===== Passage for review

Barack Obama says he wants affordable health care for all Americans, but I think what we really need is affordable health care for pets.

My dog Boomer came down with an ear infection, and by the time I got him out of the vet clinic, it had cost me $400. Four hundred dollars for an inspection, ear drops, a few bottles of pills and a nail clipping. Maybe it was the nail clipping that pushed the cost over the top.

I figure Boomer and our lovebird, Sweety, have cost me about $89,000 over the past 15 years. And they were both FREE. The bird just flew into the house one day, and we got Boomer at the Humane Society. I couldn't even sell them for more than $45 as a package deal. A few years ago, Sweety got an egg stuck up her, well, where eggs are supposed to come out of, and it cost $200 to get it un-jammed. Seriously. I mean, if I knew it was going to cost that much, I would have just tried to fix it myself with a chopstick.

==========

### Check your understanding
A. In the column about pet health care costs, how much did Boomer's ear infection visit to the vet cost?
B. Extend the column about pet health care costs, picking up after its last sentence.

===== Supplied entries

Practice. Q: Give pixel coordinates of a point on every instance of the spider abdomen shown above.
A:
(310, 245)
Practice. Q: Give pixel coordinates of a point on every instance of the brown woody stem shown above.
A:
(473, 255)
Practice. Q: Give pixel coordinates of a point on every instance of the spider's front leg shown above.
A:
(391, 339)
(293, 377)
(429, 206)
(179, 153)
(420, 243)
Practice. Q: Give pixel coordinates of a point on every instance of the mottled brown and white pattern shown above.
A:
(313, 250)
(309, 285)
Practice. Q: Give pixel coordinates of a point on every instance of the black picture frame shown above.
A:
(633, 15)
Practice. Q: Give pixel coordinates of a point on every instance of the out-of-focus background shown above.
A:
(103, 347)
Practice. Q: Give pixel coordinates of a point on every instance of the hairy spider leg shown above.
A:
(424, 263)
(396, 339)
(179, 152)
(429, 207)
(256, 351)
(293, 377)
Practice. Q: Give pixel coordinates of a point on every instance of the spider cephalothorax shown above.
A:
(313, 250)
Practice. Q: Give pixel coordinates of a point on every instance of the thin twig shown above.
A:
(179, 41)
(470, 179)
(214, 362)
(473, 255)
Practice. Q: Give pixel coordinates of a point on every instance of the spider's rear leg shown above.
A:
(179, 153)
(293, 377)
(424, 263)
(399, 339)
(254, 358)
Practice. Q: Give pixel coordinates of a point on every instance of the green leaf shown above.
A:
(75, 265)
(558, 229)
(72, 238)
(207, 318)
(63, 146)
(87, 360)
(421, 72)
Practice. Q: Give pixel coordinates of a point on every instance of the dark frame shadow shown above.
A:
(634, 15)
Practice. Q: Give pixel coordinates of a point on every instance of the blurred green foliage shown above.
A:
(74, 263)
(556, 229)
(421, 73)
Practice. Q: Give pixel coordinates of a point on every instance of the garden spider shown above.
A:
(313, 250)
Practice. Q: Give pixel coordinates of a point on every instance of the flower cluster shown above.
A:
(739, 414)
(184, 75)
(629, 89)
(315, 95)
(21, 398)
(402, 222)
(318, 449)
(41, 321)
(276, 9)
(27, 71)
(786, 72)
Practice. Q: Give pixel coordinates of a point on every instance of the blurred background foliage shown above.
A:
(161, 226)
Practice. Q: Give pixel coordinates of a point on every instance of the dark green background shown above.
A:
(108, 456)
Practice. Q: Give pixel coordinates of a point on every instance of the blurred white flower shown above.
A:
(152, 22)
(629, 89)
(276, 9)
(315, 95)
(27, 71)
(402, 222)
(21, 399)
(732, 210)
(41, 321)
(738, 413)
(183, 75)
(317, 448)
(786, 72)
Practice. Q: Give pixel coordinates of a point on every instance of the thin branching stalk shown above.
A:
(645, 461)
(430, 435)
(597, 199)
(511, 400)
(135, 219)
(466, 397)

==========

### Answers by task
A. $400

B.
The trouble with pet health care is that every treatment available for humans is now available for pets. When Boomer's doctor was examining him, she said she noticed he seemed dizzy and disoriented. She said it could be from the ear infection but could also be a brain tumor. And then she actually asked me if I wanted him to have a CAT scan.

At first I thought she was joking. I thought if I said yes, she'd grab a cat out of the waiting room. (Ha! Ha!) But she wasn't joking. She thought I was going to order an actual multithousand-dollar CAT scan for a 15-year-old dog we got for free. I love Boomer, but if he has a brain tumor, he's just going to have to tough it out.

  Who knew that your average pets would be able to get things like CAT scans? And as if to emphasize just how close human and animal health care have become, the doctor actually gave me a prescription for Boomer's vertigo that I had to fill at Longs. I think when vets send you to a human pharmacy for drugs for your dog and charge you $400 for an ear infection and nail clipping, they ought to include a prescription for Xanax to keep the dog's owner relaxed.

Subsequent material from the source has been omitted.